→ **Given task**: Below is a set of entries. Reproduce exactly the lines from the one containing "Question. Locate the gray" through the end, both included.

→ **Stored records**:
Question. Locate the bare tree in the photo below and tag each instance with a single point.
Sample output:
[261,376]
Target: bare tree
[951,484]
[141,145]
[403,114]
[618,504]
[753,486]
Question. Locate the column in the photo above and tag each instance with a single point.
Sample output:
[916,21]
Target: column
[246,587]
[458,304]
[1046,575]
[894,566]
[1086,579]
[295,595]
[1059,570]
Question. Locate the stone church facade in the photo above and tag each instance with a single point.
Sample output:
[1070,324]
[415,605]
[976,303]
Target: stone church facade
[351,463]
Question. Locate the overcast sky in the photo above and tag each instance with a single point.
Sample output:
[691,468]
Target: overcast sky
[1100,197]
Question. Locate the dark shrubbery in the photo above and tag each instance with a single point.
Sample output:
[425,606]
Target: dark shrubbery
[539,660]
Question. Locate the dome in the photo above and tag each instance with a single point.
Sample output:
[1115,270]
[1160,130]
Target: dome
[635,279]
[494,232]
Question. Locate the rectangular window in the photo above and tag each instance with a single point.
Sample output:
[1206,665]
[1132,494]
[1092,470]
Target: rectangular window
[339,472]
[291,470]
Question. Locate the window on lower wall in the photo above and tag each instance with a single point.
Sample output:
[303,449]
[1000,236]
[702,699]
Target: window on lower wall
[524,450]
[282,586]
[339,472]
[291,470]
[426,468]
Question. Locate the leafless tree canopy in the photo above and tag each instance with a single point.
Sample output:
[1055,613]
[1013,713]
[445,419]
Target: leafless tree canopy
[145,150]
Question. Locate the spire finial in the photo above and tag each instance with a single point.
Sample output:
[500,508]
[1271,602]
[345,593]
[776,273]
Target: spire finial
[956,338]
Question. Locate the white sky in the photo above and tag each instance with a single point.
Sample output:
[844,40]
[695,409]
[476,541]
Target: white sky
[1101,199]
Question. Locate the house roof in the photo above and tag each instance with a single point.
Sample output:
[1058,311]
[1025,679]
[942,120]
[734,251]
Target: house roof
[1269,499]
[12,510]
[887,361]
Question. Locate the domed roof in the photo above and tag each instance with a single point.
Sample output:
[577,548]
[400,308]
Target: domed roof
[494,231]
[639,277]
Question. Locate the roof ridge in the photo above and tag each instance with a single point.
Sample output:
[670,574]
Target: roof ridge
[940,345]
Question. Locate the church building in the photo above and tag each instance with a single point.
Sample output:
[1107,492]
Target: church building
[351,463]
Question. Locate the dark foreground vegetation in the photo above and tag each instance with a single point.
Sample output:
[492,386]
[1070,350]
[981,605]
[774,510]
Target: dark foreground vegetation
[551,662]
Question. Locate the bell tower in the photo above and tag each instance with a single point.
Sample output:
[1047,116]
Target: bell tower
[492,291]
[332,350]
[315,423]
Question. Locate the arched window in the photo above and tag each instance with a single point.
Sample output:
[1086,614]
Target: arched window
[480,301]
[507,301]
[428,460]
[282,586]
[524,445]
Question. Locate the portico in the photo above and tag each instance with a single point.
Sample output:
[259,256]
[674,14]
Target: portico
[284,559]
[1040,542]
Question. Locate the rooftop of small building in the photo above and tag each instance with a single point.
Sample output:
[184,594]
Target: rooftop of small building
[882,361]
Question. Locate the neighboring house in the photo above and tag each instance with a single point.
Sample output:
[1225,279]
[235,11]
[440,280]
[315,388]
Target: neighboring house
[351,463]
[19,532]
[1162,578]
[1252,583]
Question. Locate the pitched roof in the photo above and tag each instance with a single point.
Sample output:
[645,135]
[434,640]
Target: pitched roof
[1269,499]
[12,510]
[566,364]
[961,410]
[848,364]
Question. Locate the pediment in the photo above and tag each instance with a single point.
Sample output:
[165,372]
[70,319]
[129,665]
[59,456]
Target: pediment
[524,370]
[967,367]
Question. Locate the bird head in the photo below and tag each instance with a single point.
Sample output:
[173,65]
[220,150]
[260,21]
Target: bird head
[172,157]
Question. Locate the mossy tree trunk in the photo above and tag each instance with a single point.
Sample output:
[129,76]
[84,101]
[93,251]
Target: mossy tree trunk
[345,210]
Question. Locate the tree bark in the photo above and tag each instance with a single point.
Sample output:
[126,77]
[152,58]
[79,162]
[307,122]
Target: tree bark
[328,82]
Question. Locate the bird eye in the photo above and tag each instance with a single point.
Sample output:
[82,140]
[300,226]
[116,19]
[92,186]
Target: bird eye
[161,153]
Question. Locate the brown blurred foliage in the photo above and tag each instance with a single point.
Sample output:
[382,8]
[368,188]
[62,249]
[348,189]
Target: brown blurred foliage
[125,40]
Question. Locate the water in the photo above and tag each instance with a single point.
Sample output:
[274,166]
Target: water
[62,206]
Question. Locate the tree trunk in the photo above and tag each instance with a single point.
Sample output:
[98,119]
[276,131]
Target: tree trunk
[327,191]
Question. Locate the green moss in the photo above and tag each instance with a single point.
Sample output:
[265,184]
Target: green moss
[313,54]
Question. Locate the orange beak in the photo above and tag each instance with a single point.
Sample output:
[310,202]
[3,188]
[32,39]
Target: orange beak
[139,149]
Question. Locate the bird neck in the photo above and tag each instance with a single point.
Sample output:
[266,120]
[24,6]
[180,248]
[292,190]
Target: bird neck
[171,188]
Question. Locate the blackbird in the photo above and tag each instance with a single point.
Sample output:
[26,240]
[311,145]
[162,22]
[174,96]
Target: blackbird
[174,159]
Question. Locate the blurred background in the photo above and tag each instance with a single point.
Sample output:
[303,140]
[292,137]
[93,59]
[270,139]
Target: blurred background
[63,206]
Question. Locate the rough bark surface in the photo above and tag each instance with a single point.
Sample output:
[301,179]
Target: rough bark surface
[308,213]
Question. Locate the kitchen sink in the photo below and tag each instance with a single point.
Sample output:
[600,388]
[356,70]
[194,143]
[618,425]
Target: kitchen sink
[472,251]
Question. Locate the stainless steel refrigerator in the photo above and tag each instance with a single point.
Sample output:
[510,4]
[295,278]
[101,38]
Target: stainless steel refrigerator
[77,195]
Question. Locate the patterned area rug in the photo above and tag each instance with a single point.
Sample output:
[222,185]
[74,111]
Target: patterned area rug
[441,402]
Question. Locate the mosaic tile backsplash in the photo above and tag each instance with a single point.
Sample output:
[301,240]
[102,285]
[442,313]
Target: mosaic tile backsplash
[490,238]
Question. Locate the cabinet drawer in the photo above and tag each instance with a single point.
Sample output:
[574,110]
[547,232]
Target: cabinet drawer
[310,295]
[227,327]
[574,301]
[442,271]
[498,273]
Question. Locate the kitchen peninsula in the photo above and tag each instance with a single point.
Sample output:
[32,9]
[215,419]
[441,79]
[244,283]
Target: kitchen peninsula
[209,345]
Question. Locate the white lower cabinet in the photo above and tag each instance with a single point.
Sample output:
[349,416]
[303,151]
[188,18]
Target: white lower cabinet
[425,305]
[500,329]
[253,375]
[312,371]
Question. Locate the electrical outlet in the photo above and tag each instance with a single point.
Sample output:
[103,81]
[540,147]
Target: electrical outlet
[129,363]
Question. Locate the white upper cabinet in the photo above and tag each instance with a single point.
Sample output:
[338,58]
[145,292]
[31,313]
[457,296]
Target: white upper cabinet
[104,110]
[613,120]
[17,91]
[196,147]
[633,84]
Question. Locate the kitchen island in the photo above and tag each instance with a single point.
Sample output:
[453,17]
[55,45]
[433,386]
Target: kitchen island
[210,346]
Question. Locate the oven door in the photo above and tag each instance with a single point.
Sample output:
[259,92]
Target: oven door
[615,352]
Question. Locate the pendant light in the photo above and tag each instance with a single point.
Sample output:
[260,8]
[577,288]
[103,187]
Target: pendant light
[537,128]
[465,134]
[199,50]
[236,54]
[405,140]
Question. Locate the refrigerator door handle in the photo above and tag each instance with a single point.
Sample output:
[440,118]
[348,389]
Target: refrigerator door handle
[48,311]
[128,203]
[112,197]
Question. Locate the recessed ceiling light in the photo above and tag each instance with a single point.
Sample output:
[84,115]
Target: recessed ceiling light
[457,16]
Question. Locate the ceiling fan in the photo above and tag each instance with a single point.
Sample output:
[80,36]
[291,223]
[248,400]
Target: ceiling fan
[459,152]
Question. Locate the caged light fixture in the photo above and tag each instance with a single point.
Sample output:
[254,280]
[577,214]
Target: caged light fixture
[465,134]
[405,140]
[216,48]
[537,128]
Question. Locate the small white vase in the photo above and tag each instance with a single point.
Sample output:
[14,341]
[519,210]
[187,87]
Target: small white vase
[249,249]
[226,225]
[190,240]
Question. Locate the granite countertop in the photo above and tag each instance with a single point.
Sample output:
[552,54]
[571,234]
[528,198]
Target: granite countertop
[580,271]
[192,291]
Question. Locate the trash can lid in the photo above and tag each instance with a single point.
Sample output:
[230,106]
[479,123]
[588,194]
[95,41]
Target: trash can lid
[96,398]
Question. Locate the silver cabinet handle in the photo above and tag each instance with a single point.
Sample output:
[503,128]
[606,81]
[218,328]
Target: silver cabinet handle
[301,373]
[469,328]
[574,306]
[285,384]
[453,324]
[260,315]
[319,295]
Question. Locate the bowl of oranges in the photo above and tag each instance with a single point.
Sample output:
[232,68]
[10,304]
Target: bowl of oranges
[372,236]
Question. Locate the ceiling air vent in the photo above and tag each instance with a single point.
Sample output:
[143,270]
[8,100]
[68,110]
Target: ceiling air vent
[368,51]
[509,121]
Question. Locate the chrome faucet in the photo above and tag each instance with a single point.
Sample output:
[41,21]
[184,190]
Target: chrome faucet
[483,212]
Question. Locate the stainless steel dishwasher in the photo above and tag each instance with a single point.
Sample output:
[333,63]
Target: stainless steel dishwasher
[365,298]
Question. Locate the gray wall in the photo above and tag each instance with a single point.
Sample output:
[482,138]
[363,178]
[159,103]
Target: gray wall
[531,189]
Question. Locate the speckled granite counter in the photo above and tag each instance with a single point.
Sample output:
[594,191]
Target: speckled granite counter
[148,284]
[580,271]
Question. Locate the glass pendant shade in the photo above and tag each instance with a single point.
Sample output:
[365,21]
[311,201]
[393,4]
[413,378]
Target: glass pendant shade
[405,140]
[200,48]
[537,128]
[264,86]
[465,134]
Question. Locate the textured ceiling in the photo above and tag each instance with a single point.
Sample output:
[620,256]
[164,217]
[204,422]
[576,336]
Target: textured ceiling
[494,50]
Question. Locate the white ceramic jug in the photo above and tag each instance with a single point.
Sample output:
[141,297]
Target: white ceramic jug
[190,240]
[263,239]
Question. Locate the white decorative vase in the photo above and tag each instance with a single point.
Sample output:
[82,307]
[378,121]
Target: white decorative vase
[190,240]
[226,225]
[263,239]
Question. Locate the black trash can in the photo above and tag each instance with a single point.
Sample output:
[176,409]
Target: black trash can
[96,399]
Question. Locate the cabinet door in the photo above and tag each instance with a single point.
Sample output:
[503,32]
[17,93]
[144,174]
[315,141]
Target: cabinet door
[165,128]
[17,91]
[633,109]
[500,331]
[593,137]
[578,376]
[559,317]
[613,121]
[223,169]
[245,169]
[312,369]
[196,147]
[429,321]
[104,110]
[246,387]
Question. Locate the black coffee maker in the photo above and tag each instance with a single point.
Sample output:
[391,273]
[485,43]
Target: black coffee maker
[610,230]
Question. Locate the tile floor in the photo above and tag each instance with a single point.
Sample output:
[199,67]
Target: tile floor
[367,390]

→ **Output for this exercise**:
Question. Locate the gray wall in the photo above and tag each instance with a single point.
Sample output:
[482,138]
[363,178]
[159,103]
Target: gray wall
[531,189]
Question. Locate the speckled granite counter in the photo above and tag each instance with a single point.
Sample output:
[594,191]
Target: speckled granite counter
[148,284]
[580,271]
Question. Locate the glass pendant shade in the photo above and tag each instance with a single point.
Sample output:
[365,21]
[311,201]
[393,4]
[413,378]
Target: glass pendant shade
[405,140]
[200,48]
[537,128]
[264,86]
[465,134]
Question. Locate the textured ceiling in the photo above and tag each instance with a single point.
Sample output:
[620,256]
[164,217]
[204,422]
[576,336]
Target: textured ceiling
[494,50]
Question. Locate the white ceramic jug in the photo above and tag each instance with a single point.
Sample output:
[141,297]
Target: white ceramic jug
[190,240]
[263,239]
Question. Locate the white decorative vase in the photo above and tag each instance with a single point.
Sample output:
[82,307]
[378,121]
Target: white decorative vase
[190,240]
[226,225]
[263,239]
Question. Locate the black trash can in the photo above and tag each instance with a single point.
Sample output:
[176,409]
Target: black trash can
[96,399]
Question. Locate the cabinet door in the photo above and tag each instance with a single point.
Sample output:
[503,32]
[17,93]
[144,174]
[315,141]
Target: cabinet door
[165,128]
[17,91]
[633,109]
[500,331]
[593,137]
[578,376]
[559,317]
[613,121]
[223,169]
[245,169]
[312,369]
[196,147]
[429,321]
[104,110]
[246,387]
Question. Locate the black coffee maker in the photo above and tag each instance with a single point.
Sample output:
[391,273]
[485,43]
Target: black coffee maker
[610,230]
Question. Locate the tile floor in the photo above and tag each instance with a single point.
Sample output:
[199,67]
Target: tile floor
[367,390]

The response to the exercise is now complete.